STATED PROBLEM: Reproduce the entries below, starting at the line that contains "Every instance of the fluorescent" and continuing through the final line of the entries, requests included, with every x and y coordinate in the answers multiplied by 2.2 and rounded to a whole number, halves rounded up. Return only those lines.

RECORDS TO PROCESS:
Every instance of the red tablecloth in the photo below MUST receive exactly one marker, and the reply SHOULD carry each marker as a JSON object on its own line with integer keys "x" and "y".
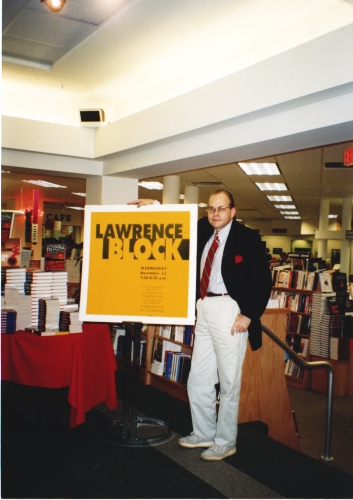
{"x": 84, "y": 362}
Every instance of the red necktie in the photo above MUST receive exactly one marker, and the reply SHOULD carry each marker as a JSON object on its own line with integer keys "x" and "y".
{"x": 205, "y": 278}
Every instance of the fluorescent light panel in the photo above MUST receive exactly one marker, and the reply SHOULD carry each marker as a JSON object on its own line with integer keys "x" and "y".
{"x": 271, "y": 186}
{"x": 151, "y": 185}
{"x": 260, "y": 168}
{"x": 280, "y": 198}
{"x": 286, "y": 207}
{"x": 45, "y": 184}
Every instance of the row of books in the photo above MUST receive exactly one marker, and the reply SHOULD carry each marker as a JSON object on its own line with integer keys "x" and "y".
{"x": 177, "y": 366}
{"x": 298, "y": 324}
{"x": 178, "y": 333}
{"x": 8, "y": 320}
{"x": 301, "y": 346}
{"x": 321, "y": 280}
{"x": 292, "y": 369}
{"x": 330, "y": 331}
{"x": 300, "y": 302}
{"x": 169, "y": 361}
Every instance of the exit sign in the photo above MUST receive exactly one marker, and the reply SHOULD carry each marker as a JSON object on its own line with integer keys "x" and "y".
{"x": 348, "y": 157}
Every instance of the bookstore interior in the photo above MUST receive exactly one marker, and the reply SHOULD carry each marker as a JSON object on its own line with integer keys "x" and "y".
{"x": 130, "y": 105}
{"x": 42, "y": 252}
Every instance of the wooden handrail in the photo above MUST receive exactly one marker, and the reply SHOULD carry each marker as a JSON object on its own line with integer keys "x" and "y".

FINAL ANSWER:
Every instance of the fluorescent light panel in the photo above MUST receive exactly one marker, and the reply SHOULD carry each marker as a JSON object on its own line with integer keys "x" and "y".
{"x": 596, "y": 409}
{"x": 332, "y": 407}
{"x": 572, "y": 370}
{"x": 616, "y": 436}
{"x": 629, "y": 455}
{"x": 99, "y": 405}
Every instance of the row of books in the photo above MUST receive exactly one marker, and the reply SHOULD carry each marker as a JSON object on its own line with integer keys "x" and "y".
{"x": 389, "y": 805}
{"x": 656, "y": 713}
{"x": 392, "y": 733}
{"x": 18, "y": 704}
{"x": 662, "y": 761}
{"x": 706, "y": 616}
{"x": 642, "y": 812}
{"x": 726, "y": 728}
{"x": 660, "y": 664}
{"x": 372, "y": 794}
Every instance of the exit sign in the photo above MUST receive exactly one marker, and the reply SHOULD carry each marker as a JSON object on its own line with integer keys "x" and "y".
{"x": 766, "y": 345}
Every instance of the bookstore interior in the photo above MUST receive exactly one marker, and the reply SHOULD carry each marker as a JSON object on its own line with integer keys "x" and "y".
{"x": 286, "y": 231}
{"x": 92, "y": 554}
Every instance of the wooden handrail in the photo above MUST receive exactly one marker, and the reply SHOULD carry each marker as a JSON object on its own line with integer keys "x" and "y".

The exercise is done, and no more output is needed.